* [Work request] Find the word "crowned" below. Copy each line that has it.

* [Recorded data]
=== Section Start ===

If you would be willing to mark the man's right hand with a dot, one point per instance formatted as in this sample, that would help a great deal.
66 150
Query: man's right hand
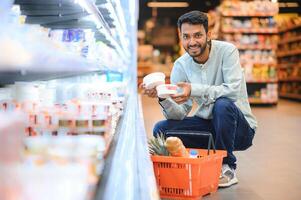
152 93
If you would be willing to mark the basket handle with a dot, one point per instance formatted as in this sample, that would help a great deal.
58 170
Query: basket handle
195 133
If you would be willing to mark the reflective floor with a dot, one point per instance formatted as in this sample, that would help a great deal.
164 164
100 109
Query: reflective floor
271 168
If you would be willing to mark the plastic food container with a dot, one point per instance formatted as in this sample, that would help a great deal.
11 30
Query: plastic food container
188 178
165 90
154 79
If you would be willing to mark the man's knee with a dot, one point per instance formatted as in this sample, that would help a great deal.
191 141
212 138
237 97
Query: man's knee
159 128
222 106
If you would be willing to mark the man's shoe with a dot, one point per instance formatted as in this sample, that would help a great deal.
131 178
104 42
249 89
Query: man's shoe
227 177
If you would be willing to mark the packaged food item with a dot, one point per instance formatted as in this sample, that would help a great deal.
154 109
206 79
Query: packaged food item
175 147
165 90
154 79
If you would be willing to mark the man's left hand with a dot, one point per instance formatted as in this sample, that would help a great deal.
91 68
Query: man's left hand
184 95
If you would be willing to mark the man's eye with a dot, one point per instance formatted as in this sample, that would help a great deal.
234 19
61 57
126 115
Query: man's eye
198 35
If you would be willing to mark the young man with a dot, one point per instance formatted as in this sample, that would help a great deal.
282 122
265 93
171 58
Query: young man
210 74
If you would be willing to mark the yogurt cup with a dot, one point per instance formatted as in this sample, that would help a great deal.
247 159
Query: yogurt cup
165 90
153 80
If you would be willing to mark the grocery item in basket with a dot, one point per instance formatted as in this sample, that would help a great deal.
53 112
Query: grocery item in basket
175 147
156 146
165 90
154 79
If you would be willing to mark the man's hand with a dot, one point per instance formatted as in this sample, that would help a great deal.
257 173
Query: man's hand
184 95
152 93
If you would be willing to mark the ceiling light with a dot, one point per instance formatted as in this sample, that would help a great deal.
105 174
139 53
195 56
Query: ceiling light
167 4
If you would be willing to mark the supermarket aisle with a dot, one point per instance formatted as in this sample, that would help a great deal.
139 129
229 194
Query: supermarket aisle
271 169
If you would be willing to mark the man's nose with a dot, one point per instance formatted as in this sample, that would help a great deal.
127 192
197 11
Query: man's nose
192 41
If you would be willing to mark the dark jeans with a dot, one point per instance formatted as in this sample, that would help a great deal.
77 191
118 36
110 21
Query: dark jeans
229 128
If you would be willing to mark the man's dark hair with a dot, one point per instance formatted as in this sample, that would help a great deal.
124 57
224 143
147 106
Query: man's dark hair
194 17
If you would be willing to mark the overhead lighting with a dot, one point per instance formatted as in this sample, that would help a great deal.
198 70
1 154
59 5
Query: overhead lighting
289 5
167 4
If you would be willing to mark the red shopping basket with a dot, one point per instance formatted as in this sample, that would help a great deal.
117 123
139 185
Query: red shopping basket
188 178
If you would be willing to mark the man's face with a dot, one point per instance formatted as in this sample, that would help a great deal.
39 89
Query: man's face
194 39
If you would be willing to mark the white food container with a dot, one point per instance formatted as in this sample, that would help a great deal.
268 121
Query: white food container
154 79
165 90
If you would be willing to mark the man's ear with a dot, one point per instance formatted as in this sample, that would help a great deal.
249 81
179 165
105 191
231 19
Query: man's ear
179 33
209 36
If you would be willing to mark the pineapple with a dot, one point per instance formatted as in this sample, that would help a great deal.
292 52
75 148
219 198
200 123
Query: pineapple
156 146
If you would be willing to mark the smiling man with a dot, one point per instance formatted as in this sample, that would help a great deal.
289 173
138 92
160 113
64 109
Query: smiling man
209 74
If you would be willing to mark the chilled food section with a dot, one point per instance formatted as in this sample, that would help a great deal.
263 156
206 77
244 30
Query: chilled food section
68 102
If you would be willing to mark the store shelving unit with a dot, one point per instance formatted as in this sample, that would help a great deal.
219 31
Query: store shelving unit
128 170
251 27
289 58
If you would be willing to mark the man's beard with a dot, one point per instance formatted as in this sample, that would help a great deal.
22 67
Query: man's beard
202 49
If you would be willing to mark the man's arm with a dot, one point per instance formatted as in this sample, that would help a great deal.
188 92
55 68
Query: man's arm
232 75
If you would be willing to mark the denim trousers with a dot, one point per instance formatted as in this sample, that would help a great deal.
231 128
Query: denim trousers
229 128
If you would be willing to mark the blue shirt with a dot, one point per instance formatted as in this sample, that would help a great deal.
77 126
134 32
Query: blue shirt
220 76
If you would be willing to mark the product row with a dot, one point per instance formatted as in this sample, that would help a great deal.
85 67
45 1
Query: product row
256 40
266 94
288 23
289 73
258 56
290 88
289 47
260 73
245 8
252 23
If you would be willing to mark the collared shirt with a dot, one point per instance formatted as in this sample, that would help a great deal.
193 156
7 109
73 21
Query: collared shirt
220 76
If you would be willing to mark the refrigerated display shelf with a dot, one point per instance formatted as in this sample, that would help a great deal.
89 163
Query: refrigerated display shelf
250 30
263 81
290 40
290 96
289 53
260 101
15 76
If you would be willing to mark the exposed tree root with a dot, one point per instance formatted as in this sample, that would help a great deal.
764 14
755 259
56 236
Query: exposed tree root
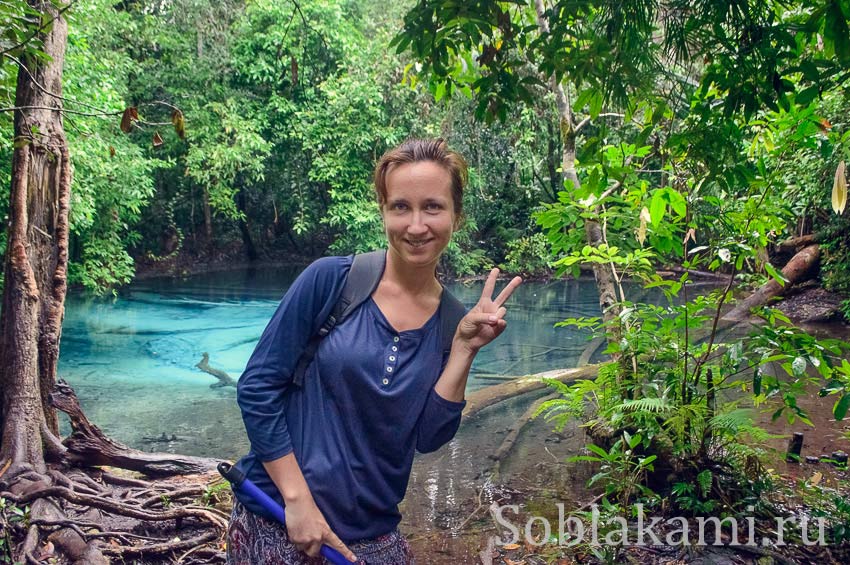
115 523
89 446
89 516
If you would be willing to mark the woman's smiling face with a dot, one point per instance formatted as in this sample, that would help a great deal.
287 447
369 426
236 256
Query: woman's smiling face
419 215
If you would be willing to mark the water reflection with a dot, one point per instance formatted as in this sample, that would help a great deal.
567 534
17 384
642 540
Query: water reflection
132 359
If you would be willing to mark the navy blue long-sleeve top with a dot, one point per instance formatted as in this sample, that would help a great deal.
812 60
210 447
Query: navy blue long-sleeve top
366 405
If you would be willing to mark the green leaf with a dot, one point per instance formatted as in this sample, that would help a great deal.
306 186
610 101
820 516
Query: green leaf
657 207
806 96
840 408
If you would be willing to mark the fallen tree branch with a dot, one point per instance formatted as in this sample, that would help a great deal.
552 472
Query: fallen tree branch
223 378
797 269
511 438
89 446
486 397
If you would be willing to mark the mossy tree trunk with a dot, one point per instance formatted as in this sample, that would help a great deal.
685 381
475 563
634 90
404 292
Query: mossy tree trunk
37 252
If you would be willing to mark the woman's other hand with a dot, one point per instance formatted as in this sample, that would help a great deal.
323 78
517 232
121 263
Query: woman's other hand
486 320
309 530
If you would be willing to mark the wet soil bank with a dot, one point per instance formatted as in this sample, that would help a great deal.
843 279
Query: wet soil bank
447 512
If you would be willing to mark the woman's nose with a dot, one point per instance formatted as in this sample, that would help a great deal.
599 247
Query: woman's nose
417 224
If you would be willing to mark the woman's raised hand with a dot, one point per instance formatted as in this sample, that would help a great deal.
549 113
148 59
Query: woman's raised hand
486 320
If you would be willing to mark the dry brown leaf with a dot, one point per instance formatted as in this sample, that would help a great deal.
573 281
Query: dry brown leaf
130 114
644 218
179 123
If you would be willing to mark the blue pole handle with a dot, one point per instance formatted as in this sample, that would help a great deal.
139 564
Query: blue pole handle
244 485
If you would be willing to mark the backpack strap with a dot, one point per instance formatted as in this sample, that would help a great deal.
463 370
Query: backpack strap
361 281
451 311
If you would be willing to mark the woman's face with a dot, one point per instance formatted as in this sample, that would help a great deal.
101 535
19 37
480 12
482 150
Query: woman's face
419 215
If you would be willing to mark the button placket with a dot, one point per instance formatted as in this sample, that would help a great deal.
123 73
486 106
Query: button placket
390 361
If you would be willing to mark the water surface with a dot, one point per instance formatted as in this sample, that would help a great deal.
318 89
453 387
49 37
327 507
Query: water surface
132 359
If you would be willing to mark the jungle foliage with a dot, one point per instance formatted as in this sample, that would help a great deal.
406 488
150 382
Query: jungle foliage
283 109
700 135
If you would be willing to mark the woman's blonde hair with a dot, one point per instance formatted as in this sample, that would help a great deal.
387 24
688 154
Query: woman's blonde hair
417 150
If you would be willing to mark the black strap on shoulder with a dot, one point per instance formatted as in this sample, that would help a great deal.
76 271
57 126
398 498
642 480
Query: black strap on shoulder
362 280
451 311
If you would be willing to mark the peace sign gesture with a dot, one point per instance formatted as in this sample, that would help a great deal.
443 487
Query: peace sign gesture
486 320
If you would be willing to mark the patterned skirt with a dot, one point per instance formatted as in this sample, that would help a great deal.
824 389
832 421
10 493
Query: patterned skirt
254 540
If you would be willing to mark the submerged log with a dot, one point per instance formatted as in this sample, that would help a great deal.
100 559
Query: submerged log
486 397
223 378
797 243
797 270
89 446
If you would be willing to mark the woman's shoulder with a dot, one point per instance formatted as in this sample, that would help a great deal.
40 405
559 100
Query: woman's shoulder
328 268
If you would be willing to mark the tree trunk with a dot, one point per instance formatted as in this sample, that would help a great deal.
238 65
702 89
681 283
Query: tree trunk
37 256
603 274
244 228
207 217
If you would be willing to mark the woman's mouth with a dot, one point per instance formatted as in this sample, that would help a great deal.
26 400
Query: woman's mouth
417 242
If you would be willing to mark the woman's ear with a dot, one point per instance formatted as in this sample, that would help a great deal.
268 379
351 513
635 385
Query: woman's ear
458 223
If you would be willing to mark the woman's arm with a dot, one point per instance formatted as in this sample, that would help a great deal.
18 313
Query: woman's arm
305 523
481 325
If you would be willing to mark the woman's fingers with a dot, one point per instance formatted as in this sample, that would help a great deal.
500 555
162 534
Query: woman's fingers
486 318
489 285
336 543
507 291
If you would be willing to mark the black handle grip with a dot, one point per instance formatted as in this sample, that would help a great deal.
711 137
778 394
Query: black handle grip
231 473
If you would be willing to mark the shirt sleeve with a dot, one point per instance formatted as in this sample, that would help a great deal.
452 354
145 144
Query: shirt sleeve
261 388
439 422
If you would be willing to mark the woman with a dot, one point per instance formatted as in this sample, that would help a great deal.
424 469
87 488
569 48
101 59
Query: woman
337 451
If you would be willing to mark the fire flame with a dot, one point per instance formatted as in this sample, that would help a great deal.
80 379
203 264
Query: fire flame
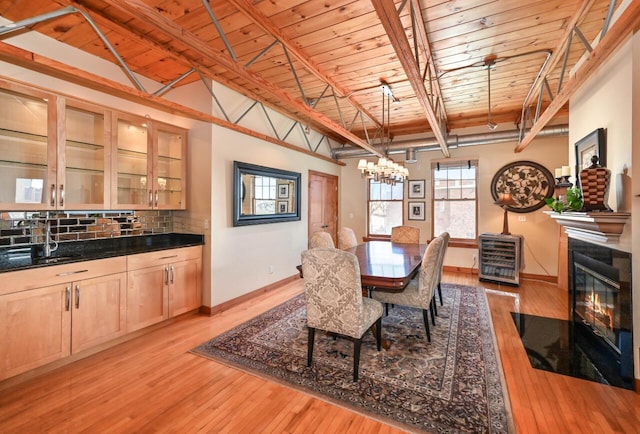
600 312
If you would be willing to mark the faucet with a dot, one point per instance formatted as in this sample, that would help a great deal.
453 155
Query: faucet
50 246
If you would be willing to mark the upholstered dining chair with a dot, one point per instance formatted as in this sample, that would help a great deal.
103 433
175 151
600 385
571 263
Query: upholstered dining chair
334 299
320 239
419 294
347 238
405 234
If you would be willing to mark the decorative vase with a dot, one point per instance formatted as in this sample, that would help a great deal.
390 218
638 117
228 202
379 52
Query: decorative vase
594 181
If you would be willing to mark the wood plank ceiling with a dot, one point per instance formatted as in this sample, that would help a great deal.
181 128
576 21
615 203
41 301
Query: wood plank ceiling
323 62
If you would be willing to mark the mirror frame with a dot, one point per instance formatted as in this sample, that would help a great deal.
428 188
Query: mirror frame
240 168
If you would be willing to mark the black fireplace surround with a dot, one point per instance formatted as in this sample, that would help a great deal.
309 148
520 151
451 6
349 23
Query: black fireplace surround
601 310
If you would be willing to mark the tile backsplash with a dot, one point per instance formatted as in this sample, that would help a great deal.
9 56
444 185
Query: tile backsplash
19 228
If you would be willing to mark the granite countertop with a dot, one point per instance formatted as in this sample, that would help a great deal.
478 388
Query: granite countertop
24 257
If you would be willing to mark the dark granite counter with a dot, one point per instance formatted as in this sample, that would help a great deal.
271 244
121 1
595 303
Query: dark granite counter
25 257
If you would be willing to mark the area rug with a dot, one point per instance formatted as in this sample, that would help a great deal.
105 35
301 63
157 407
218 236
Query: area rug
453 384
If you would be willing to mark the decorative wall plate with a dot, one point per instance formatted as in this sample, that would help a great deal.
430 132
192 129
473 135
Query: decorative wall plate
528 183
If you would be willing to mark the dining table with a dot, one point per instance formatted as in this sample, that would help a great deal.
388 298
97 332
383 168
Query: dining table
388 266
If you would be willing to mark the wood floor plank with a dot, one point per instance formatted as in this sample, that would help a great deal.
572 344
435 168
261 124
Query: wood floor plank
152 383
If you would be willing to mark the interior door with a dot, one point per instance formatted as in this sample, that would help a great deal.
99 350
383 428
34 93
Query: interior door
323 204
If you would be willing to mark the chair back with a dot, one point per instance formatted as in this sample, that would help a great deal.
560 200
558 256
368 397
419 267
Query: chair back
429 274
445 238
333 290
347 238
320 239
405 234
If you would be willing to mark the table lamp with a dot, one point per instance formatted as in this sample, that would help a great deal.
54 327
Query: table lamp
505 200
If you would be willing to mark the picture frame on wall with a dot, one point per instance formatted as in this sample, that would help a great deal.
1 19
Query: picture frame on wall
592 144
416 189
416 210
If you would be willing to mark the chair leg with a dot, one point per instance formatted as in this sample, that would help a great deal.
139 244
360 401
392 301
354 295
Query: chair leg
356 357
425 318
435 305
432 309
379 333
312 335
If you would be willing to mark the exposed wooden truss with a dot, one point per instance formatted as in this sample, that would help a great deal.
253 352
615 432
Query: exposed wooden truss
322 64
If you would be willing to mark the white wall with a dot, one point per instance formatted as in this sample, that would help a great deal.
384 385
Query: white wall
611 99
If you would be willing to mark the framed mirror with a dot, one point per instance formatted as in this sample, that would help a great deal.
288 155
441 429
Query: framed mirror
264 195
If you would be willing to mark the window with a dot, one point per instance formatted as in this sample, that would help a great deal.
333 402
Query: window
265 195
455 199
385 207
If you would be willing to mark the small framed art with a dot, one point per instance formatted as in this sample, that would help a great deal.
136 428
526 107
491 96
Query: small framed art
416 210
416 189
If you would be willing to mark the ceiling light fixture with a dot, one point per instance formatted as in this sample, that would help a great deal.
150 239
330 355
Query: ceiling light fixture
490 62
385 170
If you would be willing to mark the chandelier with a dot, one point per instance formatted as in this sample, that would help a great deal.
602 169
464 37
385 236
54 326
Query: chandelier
385 170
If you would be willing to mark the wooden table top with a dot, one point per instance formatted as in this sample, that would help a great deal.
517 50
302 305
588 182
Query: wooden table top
388 266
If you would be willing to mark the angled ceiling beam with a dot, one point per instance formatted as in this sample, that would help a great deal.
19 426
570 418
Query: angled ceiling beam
104 21
262 21
53 68
558 52
423 37
386 10
626 24
140 10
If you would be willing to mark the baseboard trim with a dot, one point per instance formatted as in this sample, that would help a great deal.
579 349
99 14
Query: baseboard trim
543 277
465 270
214 310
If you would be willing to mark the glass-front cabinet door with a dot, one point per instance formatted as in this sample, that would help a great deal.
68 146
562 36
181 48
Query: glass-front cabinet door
86 158
132 159
169 167
27 148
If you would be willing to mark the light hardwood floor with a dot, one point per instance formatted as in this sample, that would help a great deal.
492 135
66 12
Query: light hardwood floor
152 384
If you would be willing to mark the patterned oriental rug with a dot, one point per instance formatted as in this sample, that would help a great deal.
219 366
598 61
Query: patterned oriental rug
453 384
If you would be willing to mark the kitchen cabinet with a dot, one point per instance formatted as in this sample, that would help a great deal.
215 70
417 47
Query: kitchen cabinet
54 152
150 164
58 153
162 284
52 312
27 147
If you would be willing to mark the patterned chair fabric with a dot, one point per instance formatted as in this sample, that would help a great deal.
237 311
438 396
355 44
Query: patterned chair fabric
405 234
347 238
445 237
333 294
419 294
320 239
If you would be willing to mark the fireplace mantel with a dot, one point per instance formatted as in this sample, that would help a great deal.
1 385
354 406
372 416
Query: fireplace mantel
600 227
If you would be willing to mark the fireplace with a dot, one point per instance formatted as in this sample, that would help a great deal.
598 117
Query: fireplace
601 309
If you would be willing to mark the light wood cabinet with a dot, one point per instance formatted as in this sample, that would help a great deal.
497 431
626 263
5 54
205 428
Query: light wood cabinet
162 284
49 313
27 147
54 152
57 153
150 164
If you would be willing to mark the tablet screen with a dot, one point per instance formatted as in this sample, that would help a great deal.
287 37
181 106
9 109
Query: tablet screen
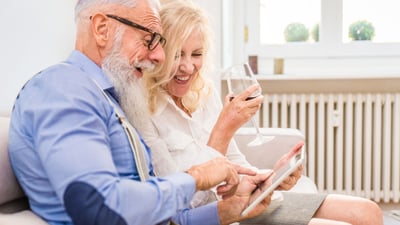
285 166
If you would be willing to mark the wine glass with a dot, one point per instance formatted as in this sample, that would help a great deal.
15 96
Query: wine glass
239 78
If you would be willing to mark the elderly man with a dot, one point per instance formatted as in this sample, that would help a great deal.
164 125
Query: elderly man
74 154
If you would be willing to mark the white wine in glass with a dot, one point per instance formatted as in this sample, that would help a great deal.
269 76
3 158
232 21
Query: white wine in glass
239 78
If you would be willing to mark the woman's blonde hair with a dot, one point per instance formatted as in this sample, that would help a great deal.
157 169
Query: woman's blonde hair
179 19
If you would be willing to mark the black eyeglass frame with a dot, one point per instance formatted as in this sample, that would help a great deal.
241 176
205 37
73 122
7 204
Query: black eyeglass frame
156 38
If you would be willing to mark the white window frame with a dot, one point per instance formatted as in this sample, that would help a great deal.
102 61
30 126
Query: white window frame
330 45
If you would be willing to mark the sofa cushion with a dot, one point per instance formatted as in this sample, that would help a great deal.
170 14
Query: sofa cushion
24 217
9 187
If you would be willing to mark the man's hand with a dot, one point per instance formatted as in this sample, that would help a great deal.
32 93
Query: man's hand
230 209
291 180
217 171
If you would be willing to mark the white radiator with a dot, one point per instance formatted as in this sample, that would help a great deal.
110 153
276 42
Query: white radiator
352 140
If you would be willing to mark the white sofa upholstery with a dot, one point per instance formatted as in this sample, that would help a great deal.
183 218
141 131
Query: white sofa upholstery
14 208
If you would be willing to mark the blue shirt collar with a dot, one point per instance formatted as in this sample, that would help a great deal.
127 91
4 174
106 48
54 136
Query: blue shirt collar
80 60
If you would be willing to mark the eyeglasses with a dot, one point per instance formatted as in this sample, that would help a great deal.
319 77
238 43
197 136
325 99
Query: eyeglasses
155 39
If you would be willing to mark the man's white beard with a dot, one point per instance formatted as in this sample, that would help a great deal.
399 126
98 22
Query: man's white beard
132 97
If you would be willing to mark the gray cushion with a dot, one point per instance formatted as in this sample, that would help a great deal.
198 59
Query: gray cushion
9 188
14 208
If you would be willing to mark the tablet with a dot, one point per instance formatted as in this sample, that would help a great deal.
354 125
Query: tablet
285 166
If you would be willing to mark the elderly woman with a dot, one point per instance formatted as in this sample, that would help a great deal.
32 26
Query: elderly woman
188 124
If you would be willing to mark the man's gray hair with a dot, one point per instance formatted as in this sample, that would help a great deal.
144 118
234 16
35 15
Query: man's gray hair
82 5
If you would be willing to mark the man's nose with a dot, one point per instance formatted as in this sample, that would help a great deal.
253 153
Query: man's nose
157 55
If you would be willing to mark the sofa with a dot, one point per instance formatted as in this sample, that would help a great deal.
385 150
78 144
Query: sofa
14 208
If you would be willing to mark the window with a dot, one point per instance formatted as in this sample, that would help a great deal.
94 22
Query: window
276 18
262 24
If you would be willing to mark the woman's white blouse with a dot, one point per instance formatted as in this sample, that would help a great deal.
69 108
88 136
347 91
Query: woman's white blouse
180 141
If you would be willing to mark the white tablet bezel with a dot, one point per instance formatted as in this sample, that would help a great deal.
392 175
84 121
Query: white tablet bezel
277 180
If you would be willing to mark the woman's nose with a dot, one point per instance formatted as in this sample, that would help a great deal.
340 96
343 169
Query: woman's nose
186 65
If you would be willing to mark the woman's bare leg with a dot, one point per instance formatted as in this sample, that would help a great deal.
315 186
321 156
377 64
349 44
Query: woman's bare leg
350 209
316 221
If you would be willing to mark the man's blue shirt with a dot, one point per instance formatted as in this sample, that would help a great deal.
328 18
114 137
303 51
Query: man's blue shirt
73 159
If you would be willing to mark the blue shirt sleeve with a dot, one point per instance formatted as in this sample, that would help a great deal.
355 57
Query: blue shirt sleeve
73 159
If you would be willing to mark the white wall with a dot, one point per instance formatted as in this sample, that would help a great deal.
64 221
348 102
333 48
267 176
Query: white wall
36 34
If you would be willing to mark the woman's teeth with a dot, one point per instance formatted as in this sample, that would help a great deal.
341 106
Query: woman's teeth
182 78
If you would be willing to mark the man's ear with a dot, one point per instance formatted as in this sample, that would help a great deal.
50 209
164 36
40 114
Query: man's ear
100 28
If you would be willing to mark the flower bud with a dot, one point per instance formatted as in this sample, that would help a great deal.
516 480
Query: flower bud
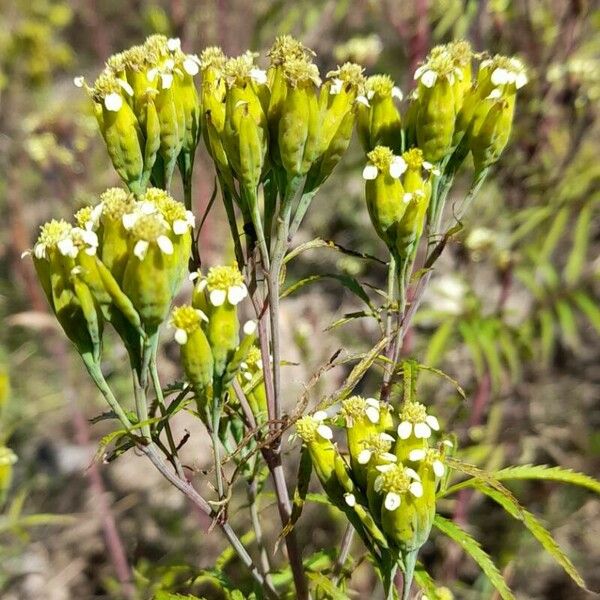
218 296
196 354
434 120
245 132
384 193
378 117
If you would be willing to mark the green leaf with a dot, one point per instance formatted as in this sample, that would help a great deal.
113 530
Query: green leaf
471 546
581 237
535 527
546 473
589 307
568 324
439 341
554 234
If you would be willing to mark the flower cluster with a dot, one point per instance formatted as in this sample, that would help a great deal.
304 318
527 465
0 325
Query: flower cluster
387 482
123 262
148 110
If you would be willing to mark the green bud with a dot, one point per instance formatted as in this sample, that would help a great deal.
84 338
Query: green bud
196 354
218 296
378 117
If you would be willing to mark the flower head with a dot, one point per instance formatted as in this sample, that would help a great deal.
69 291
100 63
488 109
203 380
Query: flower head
185 320
414 420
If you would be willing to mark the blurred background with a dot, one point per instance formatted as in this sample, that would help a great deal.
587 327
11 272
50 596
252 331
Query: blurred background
512 313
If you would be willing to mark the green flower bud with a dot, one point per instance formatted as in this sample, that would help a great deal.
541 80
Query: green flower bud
196 354
7 459
385 194
415 428
378 117
245 133
120 129
436 105
218 296
402 493
151 265
251 377
71 300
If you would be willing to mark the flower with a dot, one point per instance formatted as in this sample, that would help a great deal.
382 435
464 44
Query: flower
414 420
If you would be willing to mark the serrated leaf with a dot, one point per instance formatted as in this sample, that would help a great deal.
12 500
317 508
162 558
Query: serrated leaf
438 342
471 546
578 252
535 527
589 308
546 473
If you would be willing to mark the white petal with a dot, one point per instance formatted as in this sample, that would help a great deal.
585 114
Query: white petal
417 454
350 500
372 414
325 431
165 244
140 249
432 422
125 85
412 473
404 430
166 80
236 293
217 297
249 327
129 220
67 248
416 489
422 431
113 102
364 456
191 66
180 227
392 501
370 172
181 336
521 80
500 76
174 44
363 100
397 167
429 78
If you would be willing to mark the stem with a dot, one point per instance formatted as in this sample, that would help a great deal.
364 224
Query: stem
174 458
265 565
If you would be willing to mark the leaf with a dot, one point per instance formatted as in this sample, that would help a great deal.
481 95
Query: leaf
439 341
581 238
327 586
321 243
546 473
554 234
350 283
471 546
568 324
589 308
535 527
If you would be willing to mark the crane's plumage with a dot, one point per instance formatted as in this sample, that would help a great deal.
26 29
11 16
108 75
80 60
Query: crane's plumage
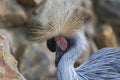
65 18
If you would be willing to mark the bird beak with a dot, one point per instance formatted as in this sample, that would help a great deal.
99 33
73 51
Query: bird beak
58 56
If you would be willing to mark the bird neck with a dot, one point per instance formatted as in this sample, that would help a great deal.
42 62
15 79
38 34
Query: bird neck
65 69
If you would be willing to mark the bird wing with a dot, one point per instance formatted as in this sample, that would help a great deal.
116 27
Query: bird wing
102 65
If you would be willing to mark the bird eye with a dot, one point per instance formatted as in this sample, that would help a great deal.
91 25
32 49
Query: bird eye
51 45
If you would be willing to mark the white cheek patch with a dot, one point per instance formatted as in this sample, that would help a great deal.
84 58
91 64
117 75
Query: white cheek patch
61 42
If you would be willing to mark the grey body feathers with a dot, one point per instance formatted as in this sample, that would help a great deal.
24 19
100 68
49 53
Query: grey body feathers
102 65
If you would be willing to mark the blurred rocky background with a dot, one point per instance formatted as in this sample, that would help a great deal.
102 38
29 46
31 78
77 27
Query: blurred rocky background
35 62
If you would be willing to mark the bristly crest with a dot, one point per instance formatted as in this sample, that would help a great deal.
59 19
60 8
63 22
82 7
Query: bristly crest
60 17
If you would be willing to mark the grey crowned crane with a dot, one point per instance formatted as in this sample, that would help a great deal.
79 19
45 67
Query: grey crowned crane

=== Section End ===

* [Exercise response]
If you would be willing to mark the grey crowned crane with a dot, one point per instance formatted as in this sample, that would help a great deal.
Query: grey crowned crane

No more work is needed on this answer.